TASK DESCRIPTION: Copy the lines of the saved entries from the line with "Would you kindly put a point on the flowering" up to and including the line with "point(105, 239)", leaving all wording and sample points unchanged. In the answer points only, multiply each coordinate by 2.1 and round to the nearest whole number, with halves rounded up.

Saved entries:
--- Start ---
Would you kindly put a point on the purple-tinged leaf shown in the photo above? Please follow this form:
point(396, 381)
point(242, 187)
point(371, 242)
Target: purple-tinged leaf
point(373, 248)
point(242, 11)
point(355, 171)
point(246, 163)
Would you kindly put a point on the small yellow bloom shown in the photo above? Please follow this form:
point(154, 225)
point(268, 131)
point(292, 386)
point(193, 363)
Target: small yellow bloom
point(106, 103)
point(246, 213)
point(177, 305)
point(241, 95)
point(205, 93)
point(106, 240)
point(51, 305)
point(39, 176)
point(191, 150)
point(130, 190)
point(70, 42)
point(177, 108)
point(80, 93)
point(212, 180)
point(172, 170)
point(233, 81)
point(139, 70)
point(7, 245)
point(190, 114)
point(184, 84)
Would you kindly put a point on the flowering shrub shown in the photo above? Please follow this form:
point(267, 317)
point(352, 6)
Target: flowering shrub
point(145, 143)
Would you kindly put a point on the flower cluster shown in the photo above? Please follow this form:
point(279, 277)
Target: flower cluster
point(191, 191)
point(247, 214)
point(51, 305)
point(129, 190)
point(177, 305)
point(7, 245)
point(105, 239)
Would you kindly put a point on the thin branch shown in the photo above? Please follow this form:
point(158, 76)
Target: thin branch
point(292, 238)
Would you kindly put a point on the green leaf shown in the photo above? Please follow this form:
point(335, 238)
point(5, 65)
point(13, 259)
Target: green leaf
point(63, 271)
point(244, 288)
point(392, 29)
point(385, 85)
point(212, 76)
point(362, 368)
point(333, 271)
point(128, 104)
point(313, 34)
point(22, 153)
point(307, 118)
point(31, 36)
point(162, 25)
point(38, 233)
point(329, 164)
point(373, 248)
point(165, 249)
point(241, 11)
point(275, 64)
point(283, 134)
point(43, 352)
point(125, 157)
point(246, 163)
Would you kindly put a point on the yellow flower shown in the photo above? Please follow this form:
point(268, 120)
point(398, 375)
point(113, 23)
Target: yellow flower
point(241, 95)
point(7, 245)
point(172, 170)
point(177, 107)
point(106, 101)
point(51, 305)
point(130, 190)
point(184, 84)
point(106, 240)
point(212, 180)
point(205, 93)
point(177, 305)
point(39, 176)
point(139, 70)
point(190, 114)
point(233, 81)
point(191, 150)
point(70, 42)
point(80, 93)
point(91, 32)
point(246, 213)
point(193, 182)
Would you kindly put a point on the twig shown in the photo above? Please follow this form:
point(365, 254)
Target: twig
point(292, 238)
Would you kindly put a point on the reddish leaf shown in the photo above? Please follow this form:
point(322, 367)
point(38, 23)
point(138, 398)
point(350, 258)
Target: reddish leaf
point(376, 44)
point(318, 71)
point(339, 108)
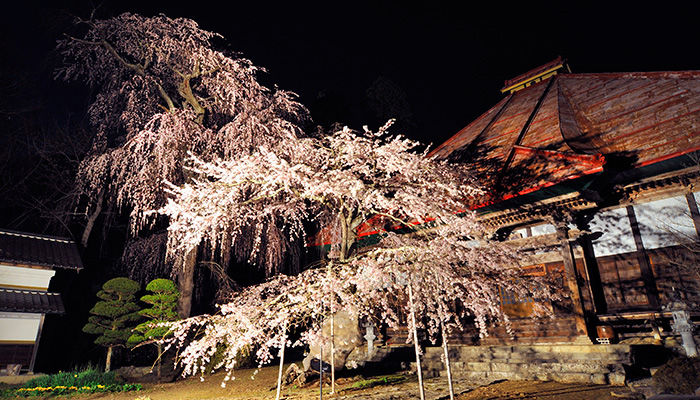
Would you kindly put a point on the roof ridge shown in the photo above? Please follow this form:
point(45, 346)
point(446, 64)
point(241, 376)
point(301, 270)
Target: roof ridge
point(36, 236)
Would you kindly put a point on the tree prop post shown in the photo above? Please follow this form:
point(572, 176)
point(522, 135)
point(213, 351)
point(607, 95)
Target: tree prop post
point(283, 343)
point(447, 360)
point(414, 330)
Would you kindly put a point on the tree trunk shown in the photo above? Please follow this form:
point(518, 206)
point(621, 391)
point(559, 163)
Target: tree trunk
point(185, 282)
point(332, 312)
point(279, 375)
point(91, 219)
point(108, 364)
point(447, 361)
point(419, 370)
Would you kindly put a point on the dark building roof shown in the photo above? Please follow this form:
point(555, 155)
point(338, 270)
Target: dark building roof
point(555, 126)
point(30, 301)
point(38, 250)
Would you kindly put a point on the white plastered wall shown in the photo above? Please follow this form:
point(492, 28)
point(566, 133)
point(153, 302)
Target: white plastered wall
point(25, 277)
point(19, 327)
point(665, 222)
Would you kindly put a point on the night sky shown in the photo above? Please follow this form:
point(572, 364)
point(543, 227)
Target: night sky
point(443, 64)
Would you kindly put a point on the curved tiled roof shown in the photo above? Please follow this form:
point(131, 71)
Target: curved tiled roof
point(570, 125)
point(31, 301)
point(39, 250)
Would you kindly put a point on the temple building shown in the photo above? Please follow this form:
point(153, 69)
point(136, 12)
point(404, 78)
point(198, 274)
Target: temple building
point(27, 263)
point(597, 175)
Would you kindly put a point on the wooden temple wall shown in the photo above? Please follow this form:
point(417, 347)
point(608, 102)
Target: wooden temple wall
point(640, 258)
--- End ---
WRITTEN RESPONSE:
Would you kindly put a point on the flowering shrub shown in the photo above? Please follow this form:
point(267, 317)
point(352, 6)
Target: flowering shrub
point(305, 300)
Would you kindly put a point on the flower cluster shown in the photo above? Please follow this form:
point(279, 277)
Target: flower cluster
point(401, 401)
point(519, 449)
point(107, 641)
point(271, 399)
point(372, 641)
point(15, 515)
point(221, 502)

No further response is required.